- [Provided information]

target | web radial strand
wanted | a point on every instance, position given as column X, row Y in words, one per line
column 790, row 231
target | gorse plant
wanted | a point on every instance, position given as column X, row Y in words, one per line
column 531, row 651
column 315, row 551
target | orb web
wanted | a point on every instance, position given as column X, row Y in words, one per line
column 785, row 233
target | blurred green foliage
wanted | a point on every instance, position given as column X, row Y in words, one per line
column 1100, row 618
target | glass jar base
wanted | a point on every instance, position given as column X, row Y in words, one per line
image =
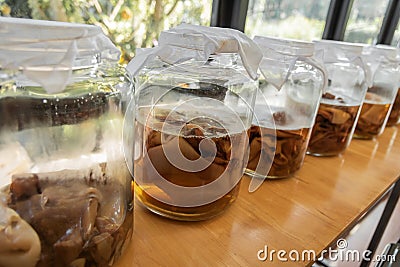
column 364, row 137
column 199, row 213
column 324, row 154
column 252, row 173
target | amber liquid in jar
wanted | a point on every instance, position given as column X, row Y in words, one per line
column 372, row 117
column 333, row 126
column 394, row 116
column 285, row 147
column 154, row 164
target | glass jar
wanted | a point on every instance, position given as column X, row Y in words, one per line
column 66, row 191
column 192, row 121
column 340, row 104
column 384, row 68
column 394, row 117
column 286, row 106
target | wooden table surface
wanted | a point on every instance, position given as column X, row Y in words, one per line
column 306, row 212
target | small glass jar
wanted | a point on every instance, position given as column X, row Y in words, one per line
column 394, row 117
column 286, row 106
column 384, row 67
column 192, row 121
column 340, row 104
column 65, row 189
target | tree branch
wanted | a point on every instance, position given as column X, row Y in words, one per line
column 172, row 8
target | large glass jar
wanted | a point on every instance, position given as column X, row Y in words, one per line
column 394, row 117
column 341, row 102
column 65, row 189
column 384, row 70
column 192, row 121
column 286, row 106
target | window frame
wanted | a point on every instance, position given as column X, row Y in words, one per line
column 233, row 13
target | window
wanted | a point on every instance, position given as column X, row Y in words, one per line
column 396, row 37
column 128, row 23
column 365, row 21
column 300, row 19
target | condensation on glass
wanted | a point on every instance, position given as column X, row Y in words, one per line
column 65, row 189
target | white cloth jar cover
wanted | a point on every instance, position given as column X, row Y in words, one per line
column 186, row 42
column 47, row 51
column 331, row 52
column 279, row 60
column 376, row 56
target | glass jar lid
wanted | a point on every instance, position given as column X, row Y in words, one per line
column 47, row 51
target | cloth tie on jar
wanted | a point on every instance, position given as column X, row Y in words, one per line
column 333, row 53
column 278, row 62
column 47, row 51
column 186, row 42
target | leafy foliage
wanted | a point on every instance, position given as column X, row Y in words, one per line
column 129, row 23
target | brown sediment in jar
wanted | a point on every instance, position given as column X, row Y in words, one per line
column 74, row 215
column 287, row 154
column 394, row 116
column 154, row 163
column 332, row 130
column 372, row 117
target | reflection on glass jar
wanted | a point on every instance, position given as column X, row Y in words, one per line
column 285, row 107
column 383, row 64
column 64, row 182
column 394, row 117
column 340, row 104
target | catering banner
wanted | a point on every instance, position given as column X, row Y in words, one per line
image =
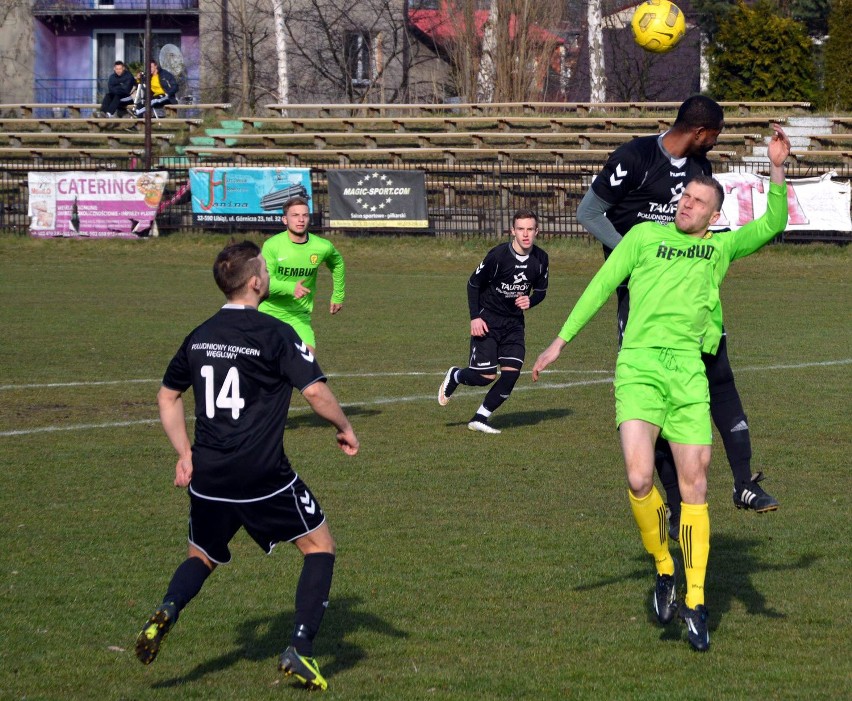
column 815, row 204
column 249, row 198
column 100, row 204
column 377, row 199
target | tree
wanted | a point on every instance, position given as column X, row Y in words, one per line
column 597, row 74
column 510, row 42
column 838, row 57
column 281, row 51
column 759, row 55
column 238, row 54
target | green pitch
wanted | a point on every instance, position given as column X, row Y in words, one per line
column 469, row 566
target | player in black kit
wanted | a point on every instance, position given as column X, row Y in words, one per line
column 242, row 366
column 643, row 181
column 511, row 279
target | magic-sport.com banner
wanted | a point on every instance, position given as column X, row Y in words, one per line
column 377, row 199
column 249, row 198
column 103, row 204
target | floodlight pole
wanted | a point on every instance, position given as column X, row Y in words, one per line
column 146, row 71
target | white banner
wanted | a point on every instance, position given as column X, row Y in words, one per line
column 815, row 204
column 97, row 204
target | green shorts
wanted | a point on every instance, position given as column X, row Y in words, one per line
column 301, row 324
column 667, row 388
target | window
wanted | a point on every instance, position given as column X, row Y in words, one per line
column 358, row 64
column 129, row 47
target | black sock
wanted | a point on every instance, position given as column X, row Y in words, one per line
column 311, row 600
column 728, row 414
column 186, row 582
column 501, row 390
column 472, row 378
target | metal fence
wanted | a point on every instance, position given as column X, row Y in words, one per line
column 469, row 199
column 77, row 91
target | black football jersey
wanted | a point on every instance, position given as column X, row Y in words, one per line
column 644, row 183
column 242, row 366
column 501, row 277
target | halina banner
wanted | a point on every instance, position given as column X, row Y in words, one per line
column 249, row 198
column 377, row 199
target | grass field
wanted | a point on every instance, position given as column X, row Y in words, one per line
column 469, row 566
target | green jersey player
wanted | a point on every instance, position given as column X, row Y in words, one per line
column 293, row 258
column 660, row 383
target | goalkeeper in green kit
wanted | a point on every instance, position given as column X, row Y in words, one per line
column 293, row 258
column 660, row 382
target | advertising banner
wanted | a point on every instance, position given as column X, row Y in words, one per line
column 249, row 198
column 377, row 199
column 815, row 204
column 101, row 204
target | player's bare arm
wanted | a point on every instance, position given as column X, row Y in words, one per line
column 326, row 406
column 548, row 356
column 478, row 327
column 778, row 152
column 173, row 419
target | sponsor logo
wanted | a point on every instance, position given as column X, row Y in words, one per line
column 305, row 351
column 695, row 251
column 284, row 271
column 618, row 176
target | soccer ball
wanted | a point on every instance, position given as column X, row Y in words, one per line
column 658, row 25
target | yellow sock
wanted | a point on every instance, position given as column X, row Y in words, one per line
column 695, row 546
column 650, row 515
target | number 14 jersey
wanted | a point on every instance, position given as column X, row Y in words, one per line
column 242, row 366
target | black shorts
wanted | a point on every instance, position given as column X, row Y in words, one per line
column 283, row 517
column 502, row 346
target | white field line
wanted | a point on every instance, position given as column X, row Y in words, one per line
column 380, row 401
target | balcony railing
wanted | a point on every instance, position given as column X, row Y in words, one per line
column 105, row 6
column 81, row 91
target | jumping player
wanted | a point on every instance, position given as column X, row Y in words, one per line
column 661, row 387
column 511, row 279
column 242, row 367
column 643, row 181
column 293, row 258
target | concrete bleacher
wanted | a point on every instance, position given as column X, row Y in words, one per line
column 347, row 134
column 69, row 140
column 526, row 107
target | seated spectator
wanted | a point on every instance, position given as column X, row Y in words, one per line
column 164, row 87
column 118, row 96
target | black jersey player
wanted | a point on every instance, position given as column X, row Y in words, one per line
column 511, row 279
column 643, row 181
column 242, row 366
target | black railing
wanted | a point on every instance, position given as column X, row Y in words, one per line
column 72, row 6
column 472, row 199
column 70, row 91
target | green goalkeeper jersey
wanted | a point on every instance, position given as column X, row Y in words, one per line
column 289, row 263
column 674, row 280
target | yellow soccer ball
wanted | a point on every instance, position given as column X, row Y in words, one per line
column 658, row 25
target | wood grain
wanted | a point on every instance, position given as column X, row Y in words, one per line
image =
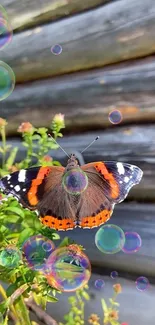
column 133, row 145
column 25, row 14
column 119, row 31
column 86, row 98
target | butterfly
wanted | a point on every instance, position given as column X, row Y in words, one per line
column 75, row 196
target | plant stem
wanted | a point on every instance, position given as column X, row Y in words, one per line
column 3, row 294
column 23, row 314
column 3, row 145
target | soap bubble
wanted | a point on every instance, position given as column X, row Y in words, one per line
column 133, row 242
column 47, row 246
column 115, row 117
column 36, row 253
column 5, row 33
column 7, row 80
column 142, row 283
column 68, row 269
column 99, row 284
column 75, row 181
column 114, row 274
column 110, row 239
column 10, row 257
column 3, row 13
column 56, row 49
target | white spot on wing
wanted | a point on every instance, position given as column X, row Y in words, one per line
column 120, row 168
column 126, row 179
column 17, row 188
column 22, row 175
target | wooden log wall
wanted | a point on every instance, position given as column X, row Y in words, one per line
column 107, row 62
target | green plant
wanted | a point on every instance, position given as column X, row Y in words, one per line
column 18, row 224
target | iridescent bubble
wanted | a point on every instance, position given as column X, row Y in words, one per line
column 142, row 283
column 10, row 256
column 3, row 13
column 56, row 49
column 68, row 269
column 99, row 283
column 48, row 246
column 5, row 33
column 7, row 80
column 115, row 117
column 75, row 181
column 34, row 252
column 114, row 274
column 133, row 242
column 110, row 239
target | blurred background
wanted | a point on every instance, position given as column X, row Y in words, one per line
column 86, row 59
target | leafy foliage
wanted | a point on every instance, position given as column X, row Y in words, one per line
column 18, row 224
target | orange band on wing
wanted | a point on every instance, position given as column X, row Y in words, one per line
column 53, row 222
column 32, row 198
column 101, row 168
column 96, row 221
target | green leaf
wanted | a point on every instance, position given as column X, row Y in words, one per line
column 11, row 289
column 36, row 137
column 11, row 218
column 55, row 236
column 85, row 295
column 113, row 302
column 4, row 305
column 25, row 234
column 12, row 157
column 66, row 242
column 51, row 299
column 16, row 210
column 104, row 305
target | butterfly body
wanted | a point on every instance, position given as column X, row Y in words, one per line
column 75, row 196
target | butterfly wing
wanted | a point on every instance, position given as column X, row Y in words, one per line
column 24, row 185
column 41, row 188
column 109, row 183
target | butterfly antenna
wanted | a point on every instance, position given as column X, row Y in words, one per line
column 90, row 144
column 59, row 145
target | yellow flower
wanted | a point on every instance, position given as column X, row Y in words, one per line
column 117, row 288
column 25, row 127
column 113, row 315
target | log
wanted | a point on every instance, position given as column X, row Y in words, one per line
column 133, row 145
column 130, row 217
column 25, row 14
column 119, row 31
column 86, row 98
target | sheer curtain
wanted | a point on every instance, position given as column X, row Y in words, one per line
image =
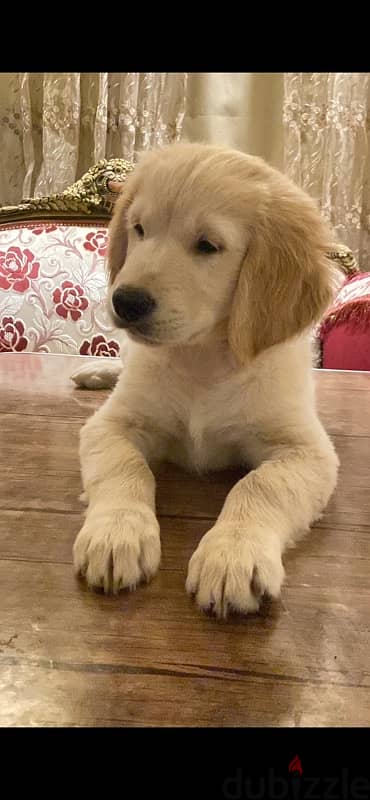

- [Exercise objective] Copy the listing from the line with "target | yellow flower" to the line with "column 113, row 315", replacing "yellow flower" with "yellow bloom" and keeping everything else the same.

- [Exercise response]
target | yellow bloom
wanted | a point on every instance, position given as column X, row Y in words, one per line
column 117, row 288
column 25, row 127
column 113, row 315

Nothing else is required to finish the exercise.